Document excerpt
A month later, or two, or three, I would return to Tianjin, to Nankai, to the 留学生办公室。Showing them my travel permits to thirty cities, all officially stamped, they had nothing to say, nothing to do. School was easy. I can read; I did not require the Party line, the Party interpretation. The rest was on me – explore China for all I was worth. That is what I did.
As brazen as I was, though, I witnessed both the prettiest side of China, and the ugliest side of China. My stories would very likely shock even you.
Today, I blame history, predominantly, for the horrors of the period. Mao Zedong is a Water Snake, 水蛇,sixty years my senior. We share a soul. I know his story. He was a poet. He was a warrior. He was a revolutionary. He was brilliant. History intervened to alter his destiny dramatically. The Great Proletarian Cultural Revolution and its accompanying fear campaigns, amongst many other twists of fortune or doom – political twists every one – rendered Mao Zedong but a bad memory in the minds of many.

Required actions
**A)** Please extract the passage from the China memoir excerpt between "Today, I blame" and "minds of many.", inclusive.
**B)** Continue the memoir passage about studying and traveling in China, picking up after its final sentence.

Given entries
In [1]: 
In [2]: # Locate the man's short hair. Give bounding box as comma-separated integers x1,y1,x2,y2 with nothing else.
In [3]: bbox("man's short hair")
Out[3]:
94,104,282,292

...

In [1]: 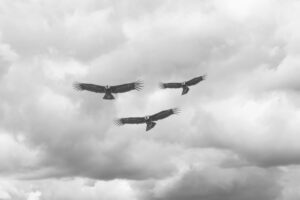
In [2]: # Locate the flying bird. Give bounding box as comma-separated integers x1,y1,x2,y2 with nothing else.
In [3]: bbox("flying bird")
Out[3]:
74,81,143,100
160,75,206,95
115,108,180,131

---

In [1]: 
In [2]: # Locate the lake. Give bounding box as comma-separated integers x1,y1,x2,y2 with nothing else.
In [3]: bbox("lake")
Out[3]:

Answers
**A)**
Today, I blame history, predominantly, for the horrors of the period. Mao Zedong is a Water Snake, 水蛇,sixty years my senior. We share a soul. I know his story. He was a poet. He was a warrior. He was a revolutionary. He was brilliant. History intervened to alter his destiny dramatically. The Great Proletarian Cultural Revolution and its accompanying fear campaigns, amongst many other twists of fortune or doom – political twists every one – rendered Mao Zedong but a bad memory in the minds of many.

**B)**
I was there. I never cowered. I never hid.
Only forgiveness grants change. Today, too, as if it mattered at all in the grander scheme of things, I have forgiven China her past. I believe in her future. More than anything, I am profoundly grateful for every moment – good and not so good – that I spent in China, that I have devoted to China. I am one of the few Westerners who remained committed, for better, for worse, for richer, for poorer, in sickness and in health, to love and to cherish, till death do us part. Yes, I feel a member of the Chinese family. Still, of course, the black sheep, but her black sheep.